### WHAT IS REQUIRED
Print the listing below line for line, without changing a single character.

## Begin

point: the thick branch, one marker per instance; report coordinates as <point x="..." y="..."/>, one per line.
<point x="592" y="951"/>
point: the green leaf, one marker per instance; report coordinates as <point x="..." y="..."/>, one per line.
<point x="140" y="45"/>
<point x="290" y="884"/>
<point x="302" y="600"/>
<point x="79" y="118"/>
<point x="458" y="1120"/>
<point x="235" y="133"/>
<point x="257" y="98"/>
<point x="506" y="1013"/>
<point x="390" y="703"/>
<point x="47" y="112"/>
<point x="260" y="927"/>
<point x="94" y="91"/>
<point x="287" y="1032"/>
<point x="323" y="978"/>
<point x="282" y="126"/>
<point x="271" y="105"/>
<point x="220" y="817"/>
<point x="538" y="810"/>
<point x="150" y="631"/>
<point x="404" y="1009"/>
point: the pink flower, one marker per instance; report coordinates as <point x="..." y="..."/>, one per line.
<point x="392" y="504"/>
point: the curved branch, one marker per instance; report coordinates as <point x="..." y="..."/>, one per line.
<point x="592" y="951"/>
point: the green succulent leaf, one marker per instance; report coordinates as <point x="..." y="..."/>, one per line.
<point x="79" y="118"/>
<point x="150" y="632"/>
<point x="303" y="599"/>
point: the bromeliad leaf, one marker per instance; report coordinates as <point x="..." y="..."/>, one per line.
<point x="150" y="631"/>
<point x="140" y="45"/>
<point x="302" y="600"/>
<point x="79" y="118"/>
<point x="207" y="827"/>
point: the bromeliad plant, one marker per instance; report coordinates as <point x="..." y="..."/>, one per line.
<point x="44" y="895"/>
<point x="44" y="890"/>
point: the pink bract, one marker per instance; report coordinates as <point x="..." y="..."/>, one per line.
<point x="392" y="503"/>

## End

### ANSWER FOR THE TASK
point: the thick branch, one marker per instance; report coordinates as <point x="..." y="..."/>, one per line.
<point x="592" y="951"/>
point: the green leaf, one marker per instance; report coordinates as <point x="..." y="..."/>, one per line.
<point x="140" y="45"/>
<point x="290" y="884"/>
<point x="302" y="600"/>
<point x="79" y="118"/>
<point x="458" y="1120"/>
<point x="235" y="133"/>
<point x="257" y="98"/>
<point x="506" y="1013"/>
<point x="390" y="703"/>
<point x="47" y="112"/>
<point x="260" y="927"/>
<point x="94" y="91"/>
<point x="287" y="1032"/>
<point x="323" y="978"/>
<point x="282" y="126"/>
<point x="271" y="105"/>
<point x="220" y="817"/>
<point x="538" y="810"/>
<point x="150" y="631"/>
<point x="404" y="1009"/>
point: the pink flower, one marker per instance; report coordinates as <point x="..." y="..."/>, one per line.
<point x="392" y="504"/>
point: the curved branch, one marker per instance; report coordinates as <point x="..." y="..."/>, one per line.
<point x="592" y="951"/>
point: the green succulent leaf, one marker per instance; report coordinates as <point x="..." y="..."/>, one per line.
<point x="79" y="118"/>
<point x="150" y="632"/>
<point x="303" y="599"/>
point: the bromeliad leaf, one marker per instance; report coordinates as <point x="..." y="..."/>, one per line.
<point x="150" y="631"/>
<point x="140" y="45"/>
<point x="302" y="600"/>
<point x="79" y="118"/>
<point x="207" y="827"/>
point: the bromeliad plant, one marker per instance; report coordinates as <point x="..." y="..."/>, one per line.
<point x="44" y="895"/>
<point x="44" y="890"/>
point: the pink bract, one marker per instance; report coordinates as <point x="..." y="..."/>, one per line.
<point x="392" y="503"/>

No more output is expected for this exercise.